» **What the exercise asks**:
Put the lines of the records below into a numbered list, leaving out blank lines. Start at the line containing "shown by (173,214)." and go through the last line of the records, including both.

» **Records for the exercise**:
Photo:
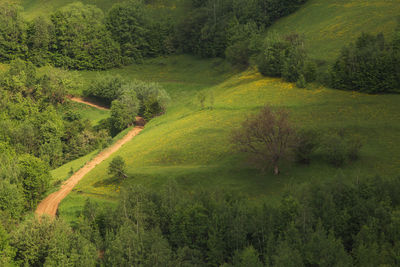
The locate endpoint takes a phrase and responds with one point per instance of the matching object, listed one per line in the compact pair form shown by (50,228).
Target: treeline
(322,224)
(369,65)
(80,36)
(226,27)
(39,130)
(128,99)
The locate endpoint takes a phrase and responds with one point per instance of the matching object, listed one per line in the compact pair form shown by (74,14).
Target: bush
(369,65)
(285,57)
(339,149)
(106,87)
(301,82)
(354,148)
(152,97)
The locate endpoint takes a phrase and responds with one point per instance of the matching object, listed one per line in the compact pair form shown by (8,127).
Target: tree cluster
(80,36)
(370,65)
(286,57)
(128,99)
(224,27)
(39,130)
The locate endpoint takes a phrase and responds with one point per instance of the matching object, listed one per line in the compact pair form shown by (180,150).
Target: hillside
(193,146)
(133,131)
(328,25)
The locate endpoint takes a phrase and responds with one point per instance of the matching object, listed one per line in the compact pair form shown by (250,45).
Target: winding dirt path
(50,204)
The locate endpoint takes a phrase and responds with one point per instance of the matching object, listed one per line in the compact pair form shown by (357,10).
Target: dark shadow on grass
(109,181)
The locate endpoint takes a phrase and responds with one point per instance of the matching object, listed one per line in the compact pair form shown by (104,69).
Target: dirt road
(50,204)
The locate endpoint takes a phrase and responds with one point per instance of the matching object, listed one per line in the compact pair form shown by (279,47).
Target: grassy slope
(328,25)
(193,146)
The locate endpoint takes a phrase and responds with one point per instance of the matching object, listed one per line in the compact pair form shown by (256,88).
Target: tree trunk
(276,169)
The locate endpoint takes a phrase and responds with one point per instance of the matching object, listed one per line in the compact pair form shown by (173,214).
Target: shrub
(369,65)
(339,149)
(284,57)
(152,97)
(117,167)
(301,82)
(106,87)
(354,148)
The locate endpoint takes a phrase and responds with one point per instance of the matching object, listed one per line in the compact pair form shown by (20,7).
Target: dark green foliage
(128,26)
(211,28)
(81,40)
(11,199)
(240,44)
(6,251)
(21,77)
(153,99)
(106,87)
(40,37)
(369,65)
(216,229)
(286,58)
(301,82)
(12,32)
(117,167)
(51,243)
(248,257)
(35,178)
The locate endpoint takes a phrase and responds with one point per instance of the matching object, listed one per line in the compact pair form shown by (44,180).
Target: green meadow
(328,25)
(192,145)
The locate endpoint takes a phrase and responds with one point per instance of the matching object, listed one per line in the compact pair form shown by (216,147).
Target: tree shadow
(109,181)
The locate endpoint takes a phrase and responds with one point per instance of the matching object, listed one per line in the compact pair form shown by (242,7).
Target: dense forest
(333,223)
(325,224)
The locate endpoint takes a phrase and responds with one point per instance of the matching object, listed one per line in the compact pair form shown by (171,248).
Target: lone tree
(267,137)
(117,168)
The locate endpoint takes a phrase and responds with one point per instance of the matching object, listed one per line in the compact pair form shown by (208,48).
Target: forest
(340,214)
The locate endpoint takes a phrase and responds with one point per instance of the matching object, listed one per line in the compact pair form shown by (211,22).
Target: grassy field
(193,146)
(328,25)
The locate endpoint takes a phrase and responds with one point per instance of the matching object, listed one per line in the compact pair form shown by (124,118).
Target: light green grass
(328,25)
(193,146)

» **Output of the task**:
1. The locate endpoint takes a phrase and responds with one point per instance of the matching object, listed one per line in the compact pair form shown by (173,214).
2. Target: shrub
3. (369,65)
4. (339,149)
5. (284,57)
6. (152,97)
7. (117,167)
8. (301,82)
9. (106,87)
10. (354,148)
11. The locate endpoint takes a phrase and responds with one point per instance of the matching object, listed one per line in the compact pair form shown by (20,7).
12. Target: dark green foliage
13. (128,26)
14. (211,28)
15. (81,40)
16. (11,199)
17. (240,44)
18. (6,251)
19. (21,77)
20. (153,99)
21. (106,87)
22. (40,37)
23. (369,65)
24. (216,229)
25. (286,58)
26. (301,82)
27. (12,32)
28. (117,167)
29. (51,243)
30. (248,257)
31. (35,178)
32. The locate endpoint takes a phrase and responds with one point per instance of the matching object, listed one per line in the compact pair form shown by (44,180).
33. Target: green meadow
34. (328,25)
35. (192,145)
36. The locate endpoint takes a phrase and responds with one point per instance of the matching object, listed one per line in the compact pair form shown by (216,147).
37. Target: tree shadow
38. (109,181)
39. The locate endpoint takes a phrase and responds with one point per instance of the matching object, listed one per line in the compact pair form shown by (242,7).
40. Target: dense forest
41. (333,223)
42. (325,224)
43. The locate endpoint takes a phrase and responds with one point per instance of the matching object, listed one per line in the compact pair form shown by (171,248).
44. Target: lone tree
45. (267,137)
46. (117,168)
47. The locate endpoint takes a phrase and responds with one point per instance of the matching object, listed one per line in the compact pair form shown by (208,48).
48. Target: forest
49. (340,214)
50. The locate endpoint takes a phrase and responds with one point per instance of the matching object, listed one per line in the compact pair form shown by (211,22).
51. Target: grassy field
52. (193,146)
53. (328,25)
54. The locate endpoint takes a phrase and responds with one point per instance of the matching object, listed one per line in the compact pair form shown by (124,118).
55. Target: light green grass
56. (328,25)
57. (193,146)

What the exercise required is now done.